▶ _What to do_: Repeat the entire listing exactly.

----

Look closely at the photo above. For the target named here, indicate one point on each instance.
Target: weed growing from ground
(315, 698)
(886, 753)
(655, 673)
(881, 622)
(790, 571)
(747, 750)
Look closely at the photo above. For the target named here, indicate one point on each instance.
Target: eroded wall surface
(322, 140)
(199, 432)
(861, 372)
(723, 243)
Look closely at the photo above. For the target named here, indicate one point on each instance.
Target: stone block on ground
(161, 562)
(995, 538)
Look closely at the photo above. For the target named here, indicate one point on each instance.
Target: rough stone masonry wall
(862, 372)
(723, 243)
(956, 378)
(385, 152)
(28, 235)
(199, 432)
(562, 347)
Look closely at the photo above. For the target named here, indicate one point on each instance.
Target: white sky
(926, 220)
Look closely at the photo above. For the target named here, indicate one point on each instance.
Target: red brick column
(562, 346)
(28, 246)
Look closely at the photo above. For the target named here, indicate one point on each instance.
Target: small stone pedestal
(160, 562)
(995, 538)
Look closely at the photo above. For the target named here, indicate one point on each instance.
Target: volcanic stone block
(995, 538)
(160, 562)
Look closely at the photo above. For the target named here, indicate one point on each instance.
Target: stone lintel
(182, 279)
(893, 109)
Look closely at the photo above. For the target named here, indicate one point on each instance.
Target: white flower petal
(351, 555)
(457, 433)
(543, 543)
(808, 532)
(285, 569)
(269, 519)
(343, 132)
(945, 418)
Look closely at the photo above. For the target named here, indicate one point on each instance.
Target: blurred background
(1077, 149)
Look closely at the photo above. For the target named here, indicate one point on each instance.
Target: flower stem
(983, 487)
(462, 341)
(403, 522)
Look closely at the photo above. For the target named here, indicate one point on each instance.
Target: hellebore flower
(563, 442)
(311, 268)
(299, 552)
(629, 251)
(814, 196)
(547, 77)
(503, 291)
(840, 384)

----

▶ _Result_:
Look closely at the photo above. For the target named here, indicate one point on each instance.
Target: weed growing from ground
(315, 698)
(886, 753)
(655, 673)
(881, 622)
(790, 571)
(747, 750)
Look closely at the photo above. For the target named here, indicate one point on each instance.
Target: eroded wall surface
(322, 140)
(199, 432)
(861, 372)
(723, 243)
Look closely at the photo above. For the target named here, indicate one point on each instance.
Target: stone block on ground
(161, 562)
(995, 538)
Look closely at the photo above. For the target named here, indicate one point on each instance.
Target: rough stone masonry wall
(862, 372)
(723, 243)
(956, 378)
(385, 152)
(28, 235)
(199, 432)
(562, 347)
Look closely at the photo above. For the target named here, indicate one point on each instance.
Target: white sky
(926, 220)
Look closely at the photo above. For the target named here, indicate one point on each instance.
Target: red brick column
(562, 346)
(28, 246)
Look closely at the photo above. For the target named here, indicate one point on each instance.
Target: small stone pedestal
(160, 562)
(995, 538)
Look closely at the photo above. For the target named here, indicate one point on each instance.
Target: volcanic stone block
(995, 538)
(160, 562)
Look closely at the photo above. For the target named here, indicate one point on each instance.
Target: stone lintel
(182, 279)
(893, 109)
Look closely at the photo above. For the target named here, indicate one point on each instance.
Target: white flower petal
(351, 555)
(457, 433)
(543, 543)
(808, 532)
(285, 569)
(269, 519)
(343, 132)
(945, 418)
Look closely at the photo above. For the target named here, indicate one point on each instance.
Target: blurred background
(1077, 149)
Look closely at the photo above. For the target named here, indicate one point on each instance.
Target: flower stem
(983, 487)
(462, 341)
(403, 522)
Look closely at the photo above. For the target named here, indicate one point on each instance.
Target: hellebore flower
(563, 442)
(311, 268)
(299, 552)
(629, 251)
(814, 196)
(547, 77)
(503, 291)
(840, 384)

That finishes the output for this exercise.